[Saved items]
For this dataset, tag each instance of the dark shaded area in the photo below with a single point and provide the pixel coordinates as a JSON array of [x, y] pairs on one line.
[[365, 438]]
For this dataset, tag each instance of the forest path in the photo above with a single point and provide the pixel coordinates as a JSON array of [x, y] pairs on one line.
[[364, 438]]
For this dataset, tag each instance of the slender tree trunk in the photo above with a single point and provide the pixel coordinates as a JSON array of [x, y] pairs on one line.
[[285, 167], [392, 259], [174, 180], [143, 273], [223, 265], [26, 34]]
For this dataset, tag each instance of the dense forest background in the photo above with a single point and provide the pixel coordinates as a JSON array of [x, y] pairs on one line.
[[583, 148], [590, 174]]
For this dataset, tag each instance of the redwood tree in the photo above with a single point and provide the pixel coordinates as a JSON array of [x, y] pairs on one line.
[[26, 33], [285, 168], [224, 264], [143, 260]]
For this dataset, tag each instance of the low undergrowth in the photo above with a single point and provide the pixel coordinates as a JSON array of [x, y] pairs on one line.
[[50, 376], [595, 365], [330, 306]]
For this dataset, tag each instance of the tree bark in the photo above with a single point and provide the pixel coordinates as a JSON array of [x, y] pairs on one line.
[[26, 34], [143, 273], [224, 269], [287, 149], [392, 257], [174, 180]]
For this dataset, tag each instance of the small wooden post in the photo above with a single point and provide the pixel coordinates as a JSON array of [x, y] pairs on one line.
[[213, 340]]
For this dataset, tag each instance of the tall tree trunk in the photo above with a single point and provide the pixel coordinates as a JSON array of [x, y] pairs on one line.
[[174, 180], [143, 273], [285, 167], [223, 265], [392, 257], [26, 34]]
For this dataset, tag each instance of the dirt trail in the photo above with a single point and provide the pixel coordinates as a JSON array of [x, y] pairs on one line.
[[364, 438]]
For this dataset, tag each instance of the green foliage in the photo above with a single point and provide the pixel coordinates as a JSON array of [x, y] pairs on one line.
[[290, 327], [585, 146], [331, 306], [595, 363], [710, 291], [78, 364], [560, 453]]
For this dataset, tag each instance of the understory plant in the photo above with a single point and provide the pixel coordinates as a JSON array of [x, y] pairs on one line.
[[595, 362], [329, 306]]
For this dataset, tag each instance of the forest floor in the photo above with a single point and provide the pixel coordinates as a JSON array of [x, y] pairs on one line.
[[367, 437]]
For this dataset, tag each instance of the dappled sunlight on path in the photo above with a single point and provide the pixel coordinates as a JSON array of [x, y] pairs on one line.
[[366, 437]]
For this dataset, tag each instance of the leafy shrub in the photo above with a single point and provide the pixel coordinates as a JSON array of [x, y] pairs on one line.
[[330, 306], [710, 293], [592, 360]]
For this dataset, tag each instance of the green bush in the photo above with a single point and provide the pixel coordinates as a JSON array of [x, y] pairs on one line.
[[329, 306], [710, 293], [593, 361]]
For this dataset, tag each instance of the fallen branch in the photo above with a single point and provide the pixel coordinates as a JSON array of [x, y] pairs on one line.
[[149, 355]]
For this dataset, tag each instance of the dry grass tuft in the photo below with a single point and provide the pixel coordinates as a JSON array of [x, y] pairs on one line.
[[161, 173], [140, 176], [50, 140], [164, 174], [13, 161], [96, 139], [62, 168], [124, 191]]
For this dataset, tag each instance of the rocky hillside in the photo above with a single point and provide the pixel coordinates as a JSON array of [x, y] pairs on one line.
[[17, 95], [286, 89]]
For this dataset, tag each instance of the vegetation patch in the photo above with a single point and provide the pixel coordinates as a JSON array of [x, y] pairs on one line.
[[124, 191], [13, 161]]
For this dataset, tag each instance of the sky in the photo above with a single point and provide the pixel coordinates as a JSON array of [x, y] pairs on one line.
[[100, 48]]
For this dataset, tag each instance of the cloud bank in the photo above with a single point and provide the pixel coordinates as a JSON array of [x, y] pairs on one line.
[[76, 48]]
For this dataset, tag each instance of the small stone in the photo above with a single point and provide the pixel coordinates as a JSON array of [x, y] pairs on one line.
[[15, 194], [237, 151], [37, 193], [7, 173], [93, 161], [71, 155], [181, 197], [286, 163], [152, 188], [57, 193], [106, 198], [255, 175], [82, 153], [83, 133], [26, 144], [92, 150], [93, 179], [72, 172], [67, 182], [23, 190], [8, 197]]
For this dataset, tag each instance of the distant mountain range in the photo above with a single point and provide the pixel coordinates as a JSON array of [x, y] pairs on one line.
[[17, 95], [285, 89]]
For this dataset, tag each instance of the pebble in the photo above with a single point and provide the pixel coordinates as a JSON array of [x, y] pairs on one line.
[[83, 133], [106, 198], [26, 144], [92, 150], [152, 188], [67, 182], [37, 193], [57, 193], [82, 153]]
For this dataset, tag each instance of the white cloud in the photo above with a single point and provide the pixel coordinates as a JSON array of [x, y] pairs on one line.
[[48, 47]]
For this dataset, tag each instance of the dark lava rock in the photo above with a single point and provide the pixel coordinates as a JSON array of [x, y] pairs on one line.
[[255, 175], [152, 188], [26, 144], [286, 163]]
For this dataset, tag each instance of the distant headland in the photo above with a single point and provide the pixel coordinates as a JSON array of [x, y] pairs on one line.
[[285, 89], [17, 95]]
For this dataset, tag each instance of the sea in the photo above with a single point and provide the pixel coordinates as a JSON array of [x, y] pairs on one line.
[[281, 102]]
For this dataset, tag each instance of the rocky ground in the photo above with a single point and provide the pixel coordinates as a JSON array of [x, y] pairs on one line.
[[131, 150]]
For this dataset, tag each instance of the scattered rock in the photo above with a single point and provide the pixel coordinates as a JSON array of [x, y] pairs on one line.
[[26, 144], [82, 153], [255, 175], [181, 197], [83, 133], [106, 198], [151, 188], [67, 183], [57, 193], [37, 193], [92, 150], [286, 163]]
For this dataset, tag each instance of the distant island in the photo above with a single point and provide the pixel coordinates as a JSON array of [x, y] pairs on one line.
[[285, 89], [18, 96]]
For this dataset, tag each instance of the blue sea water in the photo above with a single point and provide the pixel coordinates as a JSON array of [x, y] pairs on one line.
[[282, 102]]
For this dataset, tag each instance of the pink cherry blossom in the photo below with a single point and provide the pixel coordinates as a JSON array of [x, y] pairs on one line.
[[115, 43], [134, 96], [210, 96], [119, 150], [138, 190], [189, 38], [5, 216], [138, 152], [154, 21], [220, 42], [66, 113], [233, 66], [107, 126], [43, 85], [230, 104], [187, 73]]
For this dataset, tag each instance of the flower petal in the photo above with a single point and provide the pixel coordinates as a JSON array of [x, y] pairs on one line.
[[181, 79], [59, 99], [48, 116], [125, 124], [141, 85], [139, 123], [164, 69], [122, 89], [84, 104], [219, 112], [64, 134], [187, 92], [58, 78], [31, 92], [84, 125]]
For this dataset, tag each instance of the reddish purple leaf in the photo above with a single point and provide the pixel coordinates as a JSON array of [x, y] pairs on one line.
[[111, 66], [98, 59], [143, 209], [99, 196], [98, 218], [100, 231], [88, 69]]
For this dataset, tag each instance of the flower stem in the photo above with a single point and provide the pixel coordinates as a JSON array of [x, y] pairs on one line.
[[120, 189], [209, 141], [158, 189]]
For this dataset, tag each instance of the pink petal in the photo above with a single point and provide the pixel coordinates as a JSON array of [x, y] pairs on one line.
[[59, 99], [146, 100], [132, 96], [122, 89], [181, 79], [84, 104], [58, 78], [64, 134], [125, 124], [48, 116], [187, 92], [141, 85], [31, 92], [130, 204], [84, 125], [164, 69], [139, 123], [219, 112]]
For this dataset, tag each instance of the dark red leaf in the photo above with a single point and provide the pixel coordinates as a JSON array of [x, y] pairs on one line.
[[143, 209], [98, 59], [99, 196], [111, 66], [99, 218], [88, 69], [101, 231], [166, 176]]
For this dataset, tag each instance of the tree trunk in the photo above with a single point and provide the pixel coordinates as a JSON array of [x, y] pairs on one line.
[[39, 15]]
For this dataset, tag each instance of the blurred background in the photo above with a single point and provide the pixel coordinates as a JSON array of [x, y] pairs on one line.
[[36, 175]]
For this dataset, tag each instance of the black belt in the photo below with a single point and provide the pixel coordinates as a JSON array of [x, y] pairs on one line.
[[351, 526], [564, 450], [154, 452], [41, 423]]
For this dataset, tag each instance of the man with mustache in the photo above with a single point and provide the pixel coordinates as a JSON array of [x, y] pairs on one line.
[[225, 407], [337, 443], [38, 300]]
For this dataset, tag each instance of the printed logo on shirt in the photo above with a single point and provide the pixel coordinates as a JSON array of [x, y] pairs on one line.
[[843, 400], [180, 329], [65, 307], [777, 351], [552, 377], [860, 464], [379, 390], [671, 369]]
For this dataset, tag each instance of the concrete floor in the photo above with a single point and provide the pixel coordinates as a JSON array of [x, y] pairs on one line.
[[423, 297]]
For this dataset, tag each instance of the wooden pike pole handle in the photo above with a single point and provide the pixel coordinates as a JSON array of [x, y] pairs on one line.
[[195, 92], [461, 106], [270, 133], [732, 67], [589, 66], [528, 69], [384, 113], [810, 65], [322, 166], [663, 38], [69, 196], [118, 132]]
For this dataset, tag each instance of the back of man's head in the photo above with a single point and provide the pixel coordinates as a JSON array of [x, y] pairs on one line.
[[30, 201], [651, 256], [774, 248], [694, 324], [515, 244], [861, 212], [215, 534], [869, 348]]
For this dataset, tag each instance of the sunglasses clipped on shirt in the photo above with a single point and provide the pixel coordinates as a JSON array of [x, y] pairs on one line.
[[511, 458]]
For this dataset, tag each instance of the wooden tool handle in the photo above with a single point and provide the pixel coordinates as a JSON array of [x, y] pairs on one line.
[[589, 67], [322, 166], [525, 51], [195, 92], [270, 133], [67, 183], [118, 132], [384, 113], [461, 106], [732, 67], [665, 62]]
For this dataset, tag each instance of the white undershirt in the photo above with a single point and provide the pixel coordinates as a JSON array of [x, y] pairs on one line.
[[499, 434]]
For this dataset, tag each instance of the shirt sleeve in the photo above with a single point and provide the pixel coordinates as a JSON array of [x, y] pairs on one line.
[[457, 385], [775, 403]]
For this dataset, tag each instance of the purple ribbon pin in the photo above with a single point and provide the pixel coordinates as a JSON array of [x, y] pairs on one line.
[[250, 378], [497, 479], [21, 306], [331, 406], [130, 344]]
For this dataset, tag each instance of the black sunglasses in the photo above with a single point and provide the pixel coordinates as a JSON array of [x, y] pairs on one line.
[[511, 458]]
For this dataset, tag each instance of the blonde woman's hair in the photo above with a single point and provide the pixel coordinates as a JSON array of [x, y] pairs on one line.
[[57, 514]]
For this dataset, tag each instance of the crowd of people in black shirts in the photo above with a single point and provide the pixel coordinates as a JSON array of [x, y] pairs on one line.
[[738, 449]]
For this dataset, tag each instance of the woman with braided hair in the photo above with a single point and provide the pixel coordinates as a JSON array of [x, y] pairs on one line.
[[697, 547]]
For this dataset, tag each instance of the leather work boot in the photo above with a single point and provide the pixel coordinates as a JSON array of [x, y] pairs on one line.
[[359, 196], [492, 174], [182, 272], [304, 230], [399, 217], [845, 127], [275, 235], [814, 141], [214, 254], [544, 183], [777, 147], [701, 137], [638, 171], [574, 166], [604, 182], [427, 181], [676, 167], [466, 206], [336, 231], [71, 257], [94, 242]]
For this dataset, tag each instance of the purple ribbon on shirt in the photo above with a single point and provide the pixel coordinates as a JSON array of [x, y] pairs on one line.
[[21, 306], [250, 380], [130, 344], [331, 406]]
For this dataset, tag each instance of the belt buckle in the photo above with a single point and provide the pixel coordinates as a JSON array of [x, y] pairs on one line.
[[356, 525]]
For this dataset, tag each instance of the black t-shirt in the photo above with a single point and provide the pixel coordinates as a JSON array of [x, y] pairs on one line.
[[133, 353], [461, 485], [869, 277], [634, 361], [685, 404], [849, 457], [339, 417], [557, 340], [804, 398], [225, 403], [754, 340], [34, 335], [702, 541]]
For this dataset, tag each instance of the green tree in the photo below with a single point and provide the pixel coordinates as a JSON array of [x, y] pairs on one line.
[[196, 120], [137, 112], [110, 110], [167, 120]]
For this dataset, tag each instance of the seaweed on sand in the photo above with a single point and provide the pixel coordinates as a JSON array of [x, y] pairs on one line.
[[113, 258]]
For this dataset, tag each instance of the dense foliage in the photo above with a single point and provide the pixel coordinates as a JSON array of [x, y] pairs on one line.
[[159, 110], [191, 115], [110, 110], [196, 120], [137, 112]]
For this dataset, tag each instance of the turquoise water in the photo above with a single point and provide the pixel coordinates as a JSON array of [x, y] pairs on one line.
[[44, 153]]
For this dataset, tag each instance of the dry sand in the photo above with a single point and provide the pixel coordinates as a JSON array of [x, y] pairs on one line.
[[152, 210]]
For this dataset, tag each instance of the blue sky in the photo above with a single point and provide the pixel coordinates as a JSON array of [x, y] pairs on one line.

--- Task statement ---
Put the lines from the one with "For this dataset, tag each instance of the wooden pike" to the one with "196], [118, 132]]" into a Markdown table with the columns No. and Text, one row per line. Leave out any blank lines.

--- Written solution ---
| No. | Text |
|---|---|
| 1 | For this dataset, tag each instance of the wooden pike pole handle in the photo above with a single point and provide the pixel coordinates as a JSON array of [x, y] pairs on one line. |
| 2 | [[195, 92], [461, 106], [270, 133], [732, 67], [589, 66], [528, 69], [384, 113], [810, 65], [322, 166], [663, 38], [69, 196], [118, 132]] |